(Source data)
===

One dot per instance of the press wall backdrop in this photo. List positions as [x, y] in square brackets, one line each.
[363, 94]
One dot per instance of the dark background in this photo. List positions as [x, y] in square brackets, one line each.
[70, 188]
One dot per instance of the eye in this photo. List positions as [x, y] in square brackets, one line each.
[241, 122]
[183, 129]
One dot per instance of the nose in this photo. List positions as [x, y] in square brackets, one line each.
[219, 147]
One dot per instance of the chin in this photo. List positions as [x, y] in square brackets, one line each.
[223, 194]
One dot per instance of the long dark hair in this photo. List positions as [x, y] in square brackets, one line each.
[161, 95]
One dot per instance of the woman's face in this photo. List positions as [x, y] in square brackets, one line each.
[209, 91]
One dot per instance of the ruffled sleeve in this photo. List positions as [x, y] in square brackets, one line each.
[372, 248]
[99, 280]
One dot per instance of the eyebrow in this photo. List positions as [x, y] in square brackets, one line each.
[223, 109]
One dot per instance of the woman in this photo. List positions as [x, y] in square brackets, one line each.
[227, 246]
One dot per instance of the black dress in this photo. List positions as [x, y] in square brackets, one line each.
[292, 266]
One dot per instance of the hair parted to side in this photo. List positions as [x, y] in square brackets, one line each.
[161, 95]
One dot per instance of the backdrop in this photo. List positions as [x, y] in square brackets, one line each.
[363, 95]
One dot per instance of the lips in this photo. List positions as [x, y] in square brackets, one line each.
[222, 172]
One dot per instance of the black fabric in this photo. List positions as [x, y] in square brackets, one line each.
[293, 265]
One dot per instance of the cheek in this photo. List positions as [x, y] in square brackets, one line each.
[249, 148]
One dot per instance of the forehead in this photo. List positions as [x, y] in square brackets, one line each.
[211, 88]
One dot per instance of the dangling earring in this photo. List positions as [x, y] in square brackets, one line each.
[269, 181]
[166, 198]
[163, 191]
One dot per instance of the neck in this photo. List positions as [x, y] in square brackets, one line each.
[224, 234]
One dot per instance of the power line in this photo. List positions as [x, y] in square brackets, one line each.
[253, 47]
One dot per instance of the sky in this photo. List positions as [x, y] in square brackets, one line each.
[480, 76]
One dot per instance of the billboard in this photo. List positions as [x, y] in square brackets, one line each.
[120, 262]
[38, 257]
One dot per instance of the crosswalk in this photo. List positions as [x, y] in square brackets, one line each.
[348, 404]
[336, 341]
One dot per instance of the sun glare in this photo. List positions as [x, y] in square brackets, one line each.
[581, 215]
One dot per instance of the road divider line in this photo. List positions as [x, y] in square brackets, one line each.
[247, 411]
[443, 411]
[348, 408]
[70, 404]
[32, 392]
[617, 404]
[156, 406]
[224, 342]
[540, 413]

===

• **Requirement**
Can you format every line of the entries above as a JSON list of strings, one string per line, with blank lines omitted?

• **Answer to this problem**
[
  "One dot per instance of the press wall backdrop in this photo. List positions as [x, y] in square brackets, one line each.",
  "[363, 94]",
  "One dot per instance of the dark background in this photo. List positions as [x, y] in square brackets, one line each.",
  "[70, 188]",
  "One dot per instance of the eye in this photo. List positions as [x, y] in square brackets, one line each.",
  "[241, 122]",
  "[183, 129]",
  "One dot per instance of the nose in this photo. List positions as [x, y] in square brackets, one line each.",
  "[219, 147]",
  "One dot per instance of the chin in this photo. List positions as [x, y] in square brackets, one line each.",
  "[223, 194]",
  "One dot per instance of the long dark hair in this photo. List positions as [x, y] in square brackets, one line each.",
  "[161, 95]",
  "One dot per instance of the woman's face in this photo. List positions as [x, y] in square brackets, one line each.",
  "[209, 91]",
  "One dot per instance of the ruffled sleeve in this photo. List positions as [x, y] in square brackets, one line each.",
  "[372, 248]",
  "[99, 280]",
  "One dot per instance of the eyebrow in this photo. List positions as [x, y] in square brackets, one line each.",
  "[223, 109]",
  "One dot per instance of the woman in this photo. List positions as [x, y] in square brackets, one line each.",
  "[227, 246]",
  "One dot per instance of the black dress in this photo. List positions as [x, y] in square brackets, one line each.",
  "[292, 266]",
  "One dot per instance of the hair parted to side in this photo. List positions as [x, y] in square brackets, one line each.",
  "[161, 95]",
  "One dot per instance of the backdrop in this photo. List positions as [x, y] in square brackets, one line each.",
  "[363, 95]",
  "One dot per instance of the lips in this photo. List positions as [x, y] in square brackets, one line each.",
  "[222, 172]",
  "One dot per instance of the black fabric in this photo. List positions as [x, y] in square brackets, one line each.",
  "[293, 265]",
  "One dot per instance of the cheek in this photo. List positions as [x, y] in square brackets, one line each.",
  "[249, 148]",
  "One dot per instance of the forehead in this photo. List positions as [x, y] in square brackets, one line each.",
  "[211, 88]",
  "One dot per instance of the dangling earring in this photo. List positions as [x, y] in square brackets, one line each.",
  "[269, 181]",
  "[166, 198]",
  "[163, 191]",
  "One dot per instance of the neck in this photo. List positions as [x, y] in square brackets, one line each.",
  "[224, 234]",
  "One dot per instance of the power line in this photo. List positions as [x, y] in square brackets, one line each.",
  "[253, 47]",
  "One dot per instance of the sky in this photo. List positions as [x, y] in square brackets, one line each.",
  "[480, 76]",
  "One dot per instance of the billboard in this photo. List positions as [x, y] in square brackets, one line each.",
  "[120, 262]",
  "[38, 257]",
  "One dot per instance of the crosswalk in this photo. List positions as [x, y] in square brackets, one line each.",
  "[348, 404]",
  "[336, 341]",
  "One dot per instance of the sun glare in this photo. List positions as [x, y] in square brackets, one line each.",
  "[581, 215]",
  "One dot per instance of the road divider line in this photo. List positions as [x, y] in square brackets, one line each.",
  "[247, 411]",
  "[443, 411]",
  "[348, 408]",
  "[70, 404]",
  "[32, 392]",
  "[617, 404]",
  "[156, 406]",
  "[224, 342]",
  "[540, 413]"
]